TRY IT:
Would you write out the lines from the one containing "In the photo above, where can the golden" to the end of the records below, exactly and in full, please?

EXERCISE INPUTS:

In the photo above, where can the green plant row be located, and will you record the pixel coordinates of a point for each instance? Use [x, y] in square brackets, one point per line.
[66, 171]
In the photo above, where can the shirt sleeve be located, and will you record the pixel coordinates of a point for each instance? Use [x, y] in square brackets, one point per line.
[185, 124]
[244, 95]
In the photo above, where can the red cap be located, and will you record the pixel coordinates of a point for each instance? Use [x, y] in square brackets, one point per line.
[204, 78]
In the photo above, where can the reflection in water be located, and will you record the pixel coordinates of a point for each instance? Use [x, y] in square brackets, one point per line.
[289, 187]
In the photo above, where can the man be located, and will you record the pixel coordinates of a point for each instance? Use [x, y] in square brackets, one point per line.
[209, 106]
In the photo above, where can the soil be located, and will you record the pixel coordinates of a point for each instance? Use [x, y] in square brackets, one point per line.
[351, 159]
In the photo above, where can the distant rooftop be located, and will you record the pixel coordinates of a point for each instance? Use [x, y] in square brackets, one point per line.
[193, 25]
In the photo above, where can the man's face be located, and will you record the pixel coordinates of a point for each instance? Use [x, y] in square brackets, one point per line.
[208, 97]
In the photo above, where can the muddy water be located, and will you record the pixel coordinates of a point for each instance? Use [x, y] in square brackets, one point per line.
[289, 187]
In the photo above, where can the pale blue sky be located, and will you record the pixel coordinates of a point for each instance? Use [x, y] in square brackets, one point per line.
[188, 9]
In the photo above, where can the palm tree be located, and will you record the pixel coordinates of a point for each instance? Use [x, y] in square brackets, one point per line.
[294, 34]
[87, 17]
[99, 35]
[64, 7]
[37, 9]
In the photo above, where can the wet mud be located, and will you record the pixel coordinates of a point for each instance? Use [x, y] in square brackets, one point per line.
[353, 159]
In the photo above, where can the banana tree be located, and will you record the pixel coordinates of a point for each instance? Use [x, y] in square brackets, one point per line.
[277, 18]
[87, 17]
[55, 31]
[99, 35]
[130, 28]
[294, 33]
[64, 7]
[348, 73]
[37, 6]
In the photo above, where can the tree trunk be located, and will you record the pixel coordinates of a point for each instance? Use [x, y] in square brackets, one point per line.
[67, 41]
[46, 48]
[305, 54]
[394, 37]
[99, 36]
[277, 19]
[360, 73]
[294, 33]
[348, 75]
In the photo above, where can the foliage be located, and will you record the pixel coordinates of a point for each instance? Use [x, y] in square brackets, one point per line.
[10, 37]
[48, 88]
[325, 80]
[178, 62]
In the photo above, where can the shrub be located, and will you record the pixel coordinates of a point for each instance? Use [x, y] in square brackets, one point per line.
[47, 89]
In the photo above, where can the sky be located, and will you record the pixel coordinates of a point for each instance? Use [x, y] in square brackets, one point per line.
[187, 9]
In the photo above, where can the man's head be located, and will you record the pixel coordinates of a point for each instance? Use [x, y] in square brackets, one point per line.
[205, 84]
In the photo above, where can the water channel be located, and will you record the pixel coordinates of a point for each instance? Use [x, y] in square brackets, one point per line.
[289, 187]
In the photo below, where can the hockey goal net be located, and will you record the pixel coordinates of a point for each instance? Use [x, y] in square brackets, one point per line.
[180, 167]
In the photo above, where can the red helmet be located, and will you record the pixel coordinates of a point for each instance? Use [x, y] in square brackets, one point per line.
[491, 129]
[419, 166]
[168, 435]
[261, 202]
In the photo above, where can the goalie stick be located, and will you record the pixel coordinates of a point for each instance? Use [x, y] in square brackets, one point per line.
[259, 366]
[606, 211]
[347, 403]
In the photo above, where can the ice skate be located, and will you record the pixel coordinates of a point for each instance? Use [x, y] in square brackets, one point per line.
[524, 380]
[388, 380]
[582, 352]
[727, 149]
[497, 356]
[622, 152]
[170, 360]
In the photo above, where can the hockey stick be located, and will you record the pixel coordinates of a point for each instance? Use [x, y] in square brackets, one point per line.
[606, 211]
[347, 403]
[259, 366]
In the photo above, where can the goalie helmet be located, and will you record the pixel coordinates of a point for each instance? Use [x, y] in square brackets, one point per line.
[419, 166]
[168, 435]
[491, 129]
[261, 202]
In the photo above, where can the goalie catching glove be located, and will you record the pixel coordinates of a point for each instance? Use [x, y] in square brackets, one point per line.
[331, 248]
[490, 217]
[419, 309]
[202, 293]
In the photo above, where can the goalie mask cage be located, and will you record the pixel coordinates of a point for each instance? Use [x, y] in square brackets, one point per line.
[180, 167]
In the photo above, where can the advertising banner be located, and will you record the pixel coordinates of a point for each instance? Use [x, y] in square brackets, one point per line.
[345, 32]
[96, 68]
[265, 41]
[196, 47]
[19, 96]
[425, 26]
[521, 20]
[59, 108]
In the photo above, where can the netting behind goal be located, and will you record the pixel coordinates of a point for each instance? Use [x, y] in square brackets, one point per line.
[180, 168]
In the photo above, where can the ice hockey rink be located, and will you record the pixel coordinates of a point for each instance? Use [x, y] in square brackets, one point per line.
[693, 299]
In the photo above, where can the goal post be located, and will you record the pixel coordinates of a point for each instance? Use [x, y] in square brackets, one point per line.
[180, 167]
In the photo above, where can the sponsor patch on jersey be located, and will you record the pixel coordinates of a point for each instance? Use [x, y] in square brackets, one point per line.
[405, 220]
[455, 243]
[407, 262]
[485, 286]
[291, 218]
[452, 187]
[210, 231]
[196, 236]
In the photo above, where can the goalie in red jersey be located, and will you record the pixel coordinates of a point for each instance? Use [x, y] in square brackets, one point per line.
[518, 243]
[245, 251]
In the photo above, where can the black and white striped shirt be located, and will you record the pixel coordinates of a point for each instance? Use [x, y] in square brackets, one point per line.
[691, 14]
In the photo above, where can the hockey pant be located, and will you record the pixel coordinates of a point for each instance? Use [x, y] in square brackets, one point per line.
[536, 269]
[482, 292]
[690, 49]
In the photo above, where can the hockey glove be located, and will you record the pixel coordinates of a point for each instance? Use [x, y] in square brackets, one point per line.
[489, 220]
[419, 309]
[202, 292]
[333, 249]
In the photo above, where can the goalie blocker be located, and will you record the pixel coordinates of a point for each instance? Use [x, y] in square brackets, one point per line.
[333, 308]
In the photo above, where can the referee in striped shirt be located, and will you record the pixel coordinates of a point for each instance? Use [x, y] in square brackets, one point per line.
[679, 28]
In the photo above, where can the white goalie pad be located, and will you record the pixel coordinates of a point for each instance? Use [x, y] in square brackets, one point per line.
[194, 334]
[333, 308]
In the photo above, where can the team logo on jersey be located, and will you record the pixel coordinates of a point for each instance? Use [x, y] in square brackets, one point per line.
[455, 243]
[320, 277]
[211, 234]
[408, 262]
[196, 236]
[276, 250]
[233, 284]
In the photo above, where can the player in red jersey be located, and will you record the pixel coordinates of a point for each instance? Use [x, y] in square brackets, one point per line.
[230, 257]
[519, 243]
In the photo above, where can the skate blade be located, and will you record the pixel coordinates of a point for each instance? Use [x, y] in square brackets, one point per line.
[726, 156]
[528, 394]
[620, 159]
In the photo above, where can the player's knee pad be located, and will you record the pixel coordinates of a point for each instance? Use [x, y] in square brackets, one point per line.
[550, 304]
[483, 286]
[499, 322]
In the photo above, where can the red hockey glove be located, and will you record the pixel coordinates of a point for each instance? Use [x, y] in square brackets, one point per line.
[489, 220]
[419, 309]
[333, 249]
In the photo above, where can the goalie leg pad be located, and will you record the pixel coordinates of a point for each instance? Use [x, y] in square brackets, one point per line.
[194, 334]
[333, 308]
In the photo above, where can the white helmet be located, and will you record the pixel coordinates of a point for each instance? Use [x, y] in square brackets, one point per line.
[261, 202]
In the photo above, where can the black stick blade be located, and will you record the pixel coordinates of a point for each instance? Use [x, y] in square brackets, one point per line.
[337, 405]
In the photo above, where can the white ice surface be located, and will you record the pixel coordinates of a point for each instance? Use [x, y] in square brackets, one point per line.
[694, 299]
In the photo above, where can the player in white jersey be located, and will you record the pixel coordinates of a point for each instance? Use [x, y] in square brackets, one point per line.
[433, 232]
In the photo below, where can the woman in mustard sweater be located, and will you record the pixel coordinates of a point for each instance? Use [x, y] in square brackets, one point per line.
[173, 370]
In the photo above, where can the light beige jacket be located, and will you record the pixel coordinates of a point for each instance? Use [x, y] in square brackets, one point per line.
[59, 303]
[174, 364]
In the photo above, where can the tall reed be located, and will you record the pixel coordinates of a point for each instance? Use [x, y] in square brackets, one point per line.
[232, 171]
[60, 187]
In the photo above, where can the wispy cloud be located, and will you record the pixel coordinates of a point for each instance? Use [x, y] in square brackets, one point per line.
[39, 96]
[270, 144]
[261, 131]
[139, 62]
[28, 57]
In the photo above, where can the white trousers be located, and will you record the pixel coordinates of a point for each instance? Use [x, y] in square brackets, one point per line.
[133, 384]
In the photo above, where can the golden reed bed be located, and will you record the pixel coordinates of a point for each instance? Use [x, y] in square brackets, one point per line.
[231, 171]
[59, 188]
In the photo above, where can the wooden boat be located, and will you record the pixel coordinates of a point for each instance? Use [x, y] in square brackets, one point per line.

RESULT BELOW:
In the photo above, where can the golden reed bed be located, and will you record the pixel coordinates of a point for each instance? Use [x, y] in square brackets, one point per line.
[231, 171]
[59, 188]
In the photo above, where can the wooden boat be located, and will you record the pixel coordinates of a point for each instance? Use [x, y] in square brackets, one point per line.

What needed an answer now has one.